• _Task material_:
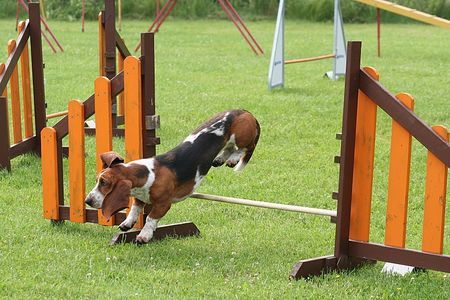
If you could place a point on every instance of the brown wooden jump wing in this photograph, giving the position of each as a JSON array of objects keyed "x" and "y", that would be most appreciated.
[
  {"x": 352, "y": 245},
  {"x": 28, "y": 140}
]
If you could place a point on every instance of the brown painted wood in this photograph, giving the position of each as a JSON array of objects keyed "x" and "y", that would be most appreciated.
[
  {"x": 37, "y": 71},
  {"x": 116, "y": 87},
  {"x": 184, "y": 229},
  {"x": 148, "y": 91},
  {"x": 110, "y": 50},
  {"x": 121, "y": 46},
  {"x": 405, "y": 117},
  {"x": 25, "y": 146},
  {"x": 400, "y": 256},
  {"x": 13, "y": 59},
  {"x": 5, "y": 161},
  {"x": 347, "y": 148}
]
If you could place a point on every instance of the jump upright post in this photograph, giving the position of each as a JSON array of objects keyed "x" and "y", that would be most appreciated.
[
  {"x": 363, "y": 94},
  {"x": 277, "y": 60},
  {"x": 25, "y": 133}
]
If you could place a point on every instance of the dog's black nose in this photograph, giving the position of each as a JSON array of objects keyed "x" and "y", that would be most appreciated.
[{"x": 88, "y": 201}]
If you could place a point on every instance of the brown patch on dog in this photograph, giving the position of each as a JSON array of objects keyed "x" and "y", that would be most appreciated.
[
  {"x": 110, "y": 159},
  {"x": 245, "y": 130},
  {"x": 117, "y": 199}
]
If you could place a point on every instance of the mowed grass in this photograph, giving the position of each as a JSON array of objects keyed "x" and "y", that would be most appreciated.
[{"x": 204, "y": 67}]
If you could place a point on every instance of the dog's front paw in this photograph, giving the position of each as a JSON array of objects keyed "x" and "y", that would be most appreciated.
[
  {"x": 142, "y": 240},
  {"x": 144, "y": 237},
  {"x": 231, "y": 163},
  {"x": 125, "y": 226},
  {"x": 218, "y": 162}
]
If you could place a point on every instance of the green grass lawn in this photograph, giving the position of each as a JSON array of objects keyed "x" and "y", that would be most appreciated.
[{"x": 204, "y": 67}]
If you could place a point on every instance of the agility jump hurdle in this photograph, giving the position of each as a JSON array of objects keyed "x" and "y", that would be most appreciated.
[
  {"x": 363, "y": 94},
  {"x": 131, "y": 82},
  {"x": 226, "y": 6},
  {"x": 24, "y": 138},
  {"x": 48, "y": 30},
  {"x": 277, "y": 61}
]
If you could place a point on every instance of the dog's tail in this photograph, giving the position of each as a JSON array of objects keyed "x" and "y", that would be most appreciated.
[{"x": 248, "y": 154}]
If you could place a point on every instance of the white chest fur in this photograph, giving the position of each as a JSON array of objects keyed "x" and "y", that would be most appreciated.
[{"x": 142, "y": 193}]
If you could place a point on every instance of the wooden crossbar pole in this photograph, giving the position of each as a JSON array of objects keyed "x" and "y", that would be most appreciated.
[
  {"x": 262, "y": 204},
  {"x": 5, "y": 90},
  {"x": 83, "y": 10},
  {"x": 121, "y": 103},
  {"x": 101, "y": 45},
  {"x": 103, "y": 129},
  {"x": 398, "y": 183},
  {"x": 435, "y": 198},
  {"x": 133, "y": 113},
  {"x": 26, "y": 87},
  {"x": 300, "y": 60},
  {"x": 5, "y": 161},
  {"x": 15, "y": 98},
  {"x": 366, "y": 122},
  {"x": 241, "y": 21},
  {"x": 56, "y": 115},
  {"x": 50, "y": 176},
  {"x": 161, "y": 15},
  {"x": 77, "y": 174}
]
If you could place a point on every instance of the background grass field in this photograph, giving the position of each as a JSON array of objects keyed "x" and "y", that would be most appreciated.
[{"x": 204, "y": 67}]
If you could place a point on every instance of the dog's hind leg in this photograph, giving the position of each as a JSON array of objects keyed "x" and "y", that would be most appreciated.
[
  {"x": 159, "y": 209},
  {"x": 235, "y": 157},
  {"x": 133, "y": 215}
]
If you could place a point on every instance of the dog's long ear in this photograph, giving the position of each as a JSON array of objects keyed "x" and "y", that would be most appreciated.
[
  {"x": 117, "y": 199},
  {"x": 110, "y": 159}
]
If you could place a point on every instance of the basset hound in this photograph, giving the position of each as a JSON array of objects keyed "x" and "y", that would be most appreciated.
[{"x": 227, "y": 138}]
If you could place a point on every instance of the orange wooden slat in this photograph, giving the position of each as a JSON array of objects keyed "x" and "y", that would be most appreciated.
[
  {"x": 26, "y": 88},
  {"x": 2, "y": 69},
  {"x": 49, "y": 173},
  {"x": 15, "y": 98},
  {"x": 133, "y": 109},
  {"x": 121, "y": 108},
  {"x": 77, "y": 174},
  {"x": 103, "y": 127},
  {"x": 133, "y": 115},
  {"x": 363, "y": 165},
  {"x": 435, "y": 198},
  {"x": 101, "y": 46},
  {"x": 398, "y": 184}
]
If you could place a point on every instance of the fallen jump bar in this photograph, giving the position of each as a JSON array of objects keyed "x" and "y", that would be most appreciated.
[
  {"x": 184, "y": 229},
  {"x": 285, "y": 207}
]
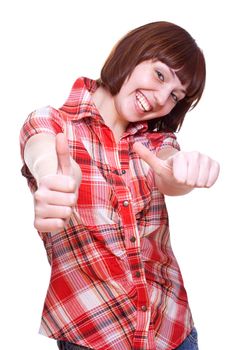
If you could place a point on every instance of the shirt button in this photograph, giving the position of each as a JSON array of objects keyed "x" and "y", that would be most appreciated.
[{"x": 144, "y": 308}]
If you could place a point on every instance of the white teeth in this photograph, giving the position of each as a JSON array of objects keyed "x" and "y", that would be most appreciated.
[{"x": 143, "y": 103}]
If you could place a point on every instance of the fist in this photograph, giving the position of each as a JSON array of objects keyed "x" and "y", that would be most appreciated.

• _Try it_:
Repeat every entry above exactly; images stay out of the copy.

• _Exercise result_:
If you could place a point on every instance of the brown wooden jump wing in this photograph, giving the position of each as a JSON array of objects keyed "x" and "y", that would be most appreciated.
[
  {"x": 352, "y": 245},
  {"x": 28, "y": 140}
]
If you could place a point on every instance of the brown painted wood in this photograph, giving the position of each as a JSON array of objects keyed "x" and "y", that would be most appreciated.
[
  {"x": 37, "y": 71},
  {"x": 116, "y": 87},
  {"x": 184, "y": 229},
  {"x": 148, "y": 91},
  {"x": 110, "y": 50},
  {"x": 121, "y": 46},
  {"x": 405, "y": 117},
  {"x": 25, "y": 146},
  {"x": 400, "y": 256},
  {"x": 13, "y": 59},
  {"x": 5, "y": 161},
  {"x": 347, "y": 148}
]
If you could place a point on every instance of the jump upright post in this photograph, giving the position of each as a JSON array of objects keyed "x" and "y", that would be most appreciated.
[
  {"x": 363, "y": 94},
  {"x": 277, "y": 60},
  {"x": 25, "y": 133}
]
If you could place a point on every instance of the dog's black nose in this photograph, giving the position of each as a JSON array of objects keyed "x" and "y", that would be most appreciated.
[{"x": 88, "y": 201}]
If you could place a point on every instance of the brown patch on dog in this photograph, giving the position of each as a JSON array of objects keyed "x" and "y", that would be most appreciated.
[
  {"x": 110, "y": 159},
  {"x": 245, "y": 130},
  {"x": 117, "y": 199}
]
If you could place a point on every instance of the mowed grass in this photograph, giving the position of each as a JSON array of objects keyed "x" and "y", that would be most appreciated.
[{"x": 204, "y": 67}]
If you could place a point on every instance of the dog's front paw in this photograph, giving the position of each as a JSON array of objects keyed "x" and "y", that would be most appreciated.
[
  {"x": 142, "y": 240},
  {"x": 144, "y": 237},
  {"x": 231, "y": 163},
  {"x": 125, "y": 226},
  {"x": 218, "y": 162}
]
If you could place a point on every instance of the green grass lawn in this photograph, giving the position of each as a JSON array of objects keyed "x" and "y", that would be most appreciated.
[{"x": 204, "y": 67}]
If you could place a point on every instance of the agility jump hurdle in this photograph, giving the position of each as a JSON array of objects keyed "x" and "y", that would be most appreciated.
[
  {"x": 363, "y": 94},
  {"x": 131, "y": 82},
  {"x": 226, "y": 6},
  {"x": 24, "y": 138},
  {"x": 48, "y": 30},
  {"x": 277, "y": 61}
]
If you could place a point on every instance of the dog's tail in this photograph, giving the position of each as a JSON array of objects keyed "x" and "y", that would be most appreciated.
[{"x": 248, "y": 154}]
If you could place a point on every instance of the white chest fur in this photograph, giving the position of each as a JSON array of objects keyed "x" and "y", that would be most appreciated.
[{"x": 142, "y": 193}]
If you could place a point on every instance of the wooden crossbar pole in this photograph, giving the position of each as a JSON array of objects keyed "x" and "y", that would be most appreciated.
[
  {"x": 262, "y": 204},
  {"x": 5, "y": 90},
  {"x": 83, "y": 10},
  {"x": 121, "y": 103},
  {"x": 101, "y": 45},
  {"x": 103, "y": 129},
  {"x": 398, "y": 183},
  {"x": 435, "y": 198},
  {"x": 133, "y": 113},
  {"x": 26, "y": 87},
  {"x": 300, "y": 60},
  {"x": 5, "y": 161},
  {"x": 15, "y": 98},
  {"x": 366, "y": 122},
  {"x": 241, "y": 21},
  {"x": 56, "y": 115},
  {"x": 50, "y": 176},
  {"x": 161, "y": 15},
  {"x": 77, "y": 174}
]
If you could place a point on every instance of the background grass field in this photograph, giving the position of each as a JSON array of objects keyed "x" and "y", that would be most appreciated.
[{"x": 204, "y": 67}]
If you could place a point on every instance of the dog's hind leg in this photograph, giving the position of each as a JSON array of objects keyed "x" and "y", that would be most appreciated.
[
  {"x": 159, "y": 209},
  {"x": 235, "y": 157},
  {"x": 133, "y": 215}
]
If you could place a point on every instance of the dog's long ear in this photograph, giving the position of each as a JSON array of objects keyed "x" and "y", that would be most appreciated.
[
  {"x": 117, "y": 199},
  {"x": 110, "y": 159}
]
If you could place a point on every instance of the basset hound in this photograph, giving the position of each as a JSON array of objects keyed "x" and "y", that would be most appreciated.
[{"x": 227, "y": 138}]
If you could place a point on every instance of the orange wooden slat in this photograph, giving the position of each as a JSON array of objects keyed "x" and "y", that would be most appreciated.
[
  {"x": 26, "y": 88},
  {"x": 2, "y": 69},
  {"x": 49, "y": 173},
  {"x": 15, "y": 98},
  {"x": 133, "y": 109},
  {"x": 121, "y": 108},
  {"x": 77, "y": 174},
  {"x": 103, "y": 127},
  {"x": 133, "y": 115},
  {"x": 363, "y": 165},
  {"x": 435, "y": 198},
  {"x": 101, "y": 46},
  {"x": 398, "y": 184}
]
If you could place a point on every instance of the fallen jump bar in this photograph, giving the position of each as a JSON array of objects keyed "x" and "y", that would be most appreciated.
[
  {"x": 184, "y": 229},
  {"x": 285, "y": 207}
]
If you could place a point on every instance of the shirt button in this photograph, giving the position of each as a JSON array of objects keyed "x" and "y", that would be most appreciated.
[{"x": 144, "y": 308}]
If you could place a point on every instance of the white teeth in this photograph, giving the position of each as a JSON array of objects keyed "x" and "y", that would be most appreciated.
[{"x": 143, "y": 103}]
If you could place a point on every instance of the fist in this photograph, giving the position of each as a JSON array of objects keyed "x" and "y", that would be most appreciated.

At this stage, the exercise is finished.